Semiconductor manufacturing is an inherently variable process, sometimes achieving yields as low as 30 percent. Not every defect renders a chip unusable; by reducing the clock frequency or disabling the affected components, chips that would otherwise be discarded can be sold at a lower price for use in lower-cost products. As in agriculture, where crops are sorted into bins by quality, lower-specification chips are separated out and sold accordingly, a practice that gives rise to the term "binned chips".

This practice is common throughout the semiconductor industry, applied to products including CPUs, RAM, GPUs, and SSDs.

Apple employs chip binning as a cost-reduction strategy across its Apple silicon lineup, improving manufacturing yield and allowing the company to offer products at different price points without designing and manufacturing separate chips. Examples include entry-level MacBook Air models, which have shipped with one or two GPU cores disabled, and the iPhone 17e, which uses a binned A19 with fewer GPU cores than the standard iPhone 17.

> **Extracted entries**:
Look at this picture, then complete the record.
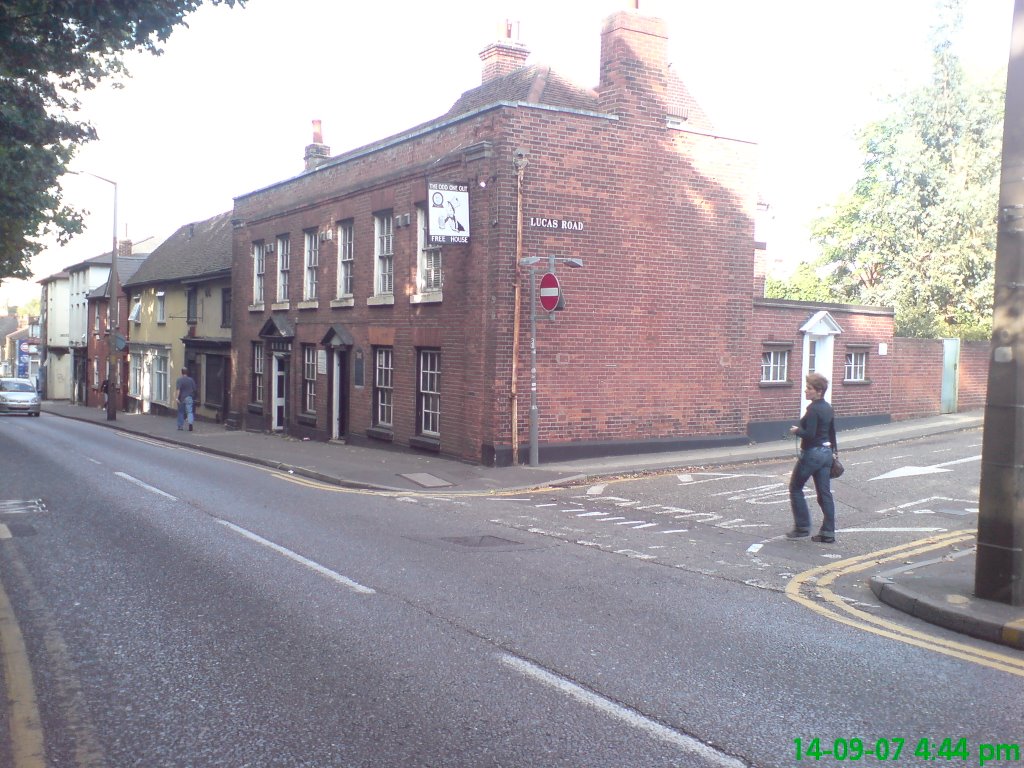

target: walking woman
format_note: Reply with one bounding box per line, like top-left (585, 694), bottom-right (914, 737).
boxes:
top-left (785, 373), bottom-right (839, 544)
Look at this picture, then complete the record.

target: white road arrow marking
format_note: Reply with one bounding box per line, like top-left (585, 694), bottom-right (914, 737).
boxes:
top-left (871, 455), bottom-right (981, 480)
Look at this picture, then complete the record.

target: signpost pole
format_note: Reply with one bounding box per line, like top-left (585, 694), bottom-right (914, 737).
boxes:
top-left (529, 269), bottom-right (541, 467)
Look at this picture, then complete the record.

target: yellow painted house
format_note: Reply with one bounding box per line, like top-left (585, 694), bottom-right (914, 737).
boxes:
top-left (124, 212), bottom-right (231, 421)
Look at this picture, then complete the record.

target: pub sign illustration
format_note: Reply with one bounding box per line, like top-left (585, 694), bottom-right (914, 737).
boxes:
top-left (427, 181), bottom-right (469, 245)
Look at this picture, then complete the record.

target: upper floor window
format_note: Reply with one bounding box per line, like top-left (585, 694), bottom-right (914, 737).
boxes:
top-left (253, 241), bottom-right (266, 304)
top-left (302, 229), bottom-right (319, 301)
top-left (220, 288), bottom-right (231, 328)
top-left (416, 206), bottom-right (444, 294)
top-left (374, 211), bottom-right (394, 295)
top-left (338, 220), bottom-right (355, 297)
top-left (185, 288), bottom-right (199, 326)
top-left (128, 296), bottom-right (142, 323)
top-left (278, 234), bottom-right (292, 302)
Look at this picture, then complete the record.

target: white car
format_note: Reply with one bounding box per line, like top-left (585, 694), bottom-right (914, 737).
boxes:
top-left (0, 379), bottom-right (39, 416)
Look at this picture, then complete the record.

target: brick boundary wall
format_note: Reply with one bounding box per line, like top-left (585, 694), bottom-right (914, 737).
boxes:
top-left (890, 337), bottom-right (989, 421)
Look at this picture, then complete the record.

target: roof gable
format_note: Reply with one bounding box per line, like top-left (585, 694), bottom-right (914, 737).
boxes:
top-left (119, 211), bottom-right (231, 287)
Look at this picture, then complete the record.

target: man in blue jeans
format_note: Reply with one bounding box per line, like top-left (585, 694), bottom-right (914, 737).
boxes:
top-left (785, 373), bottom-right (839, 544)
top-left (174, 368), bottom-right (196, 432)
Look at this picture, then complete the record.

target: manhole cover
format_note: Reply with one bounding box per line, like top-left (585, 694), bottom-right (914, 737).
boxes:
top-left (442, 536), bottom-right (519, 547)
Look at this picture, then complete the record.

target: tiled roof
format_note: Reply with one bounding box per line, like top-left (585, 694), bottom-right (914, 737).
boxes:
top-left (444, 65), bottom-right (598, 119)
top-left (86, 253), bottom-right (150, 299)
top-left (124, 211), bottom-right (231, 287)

> **Work request 1**:
List every type of product that the chip-binning text names as one to which binning is applied across the semiconductor industry.
> **Work request 2**:
Resume the chip-binning text from its final sentence.

> **Response box 1**:
CPUs, RAM, GPUs, SSDs

> **Response box 2**:
=== Speed bump ===
A speed bump, in the context of semiconductors, refers to when a company sells a chip with a minor increase in clock frequency (e.g., from 1.8 to 1.9 GHz) or other small improvements between otherwise identical chips. This is often the result of improved manufacturing, or the use of conservative initial ratings. The revised chips are sold as a separate product bin, typically at slightly higher price point.

=== Core unlocking ===
To improve yield, chips are sometimes fabricated with additional components beyond those advertised. On chips with no defects, the additional components may be disabled. It is sometimes possible for the end user to enable these components. To prevent this, some manufacturers employ laser trimming to physically disable the component and prevent them from being enabled later.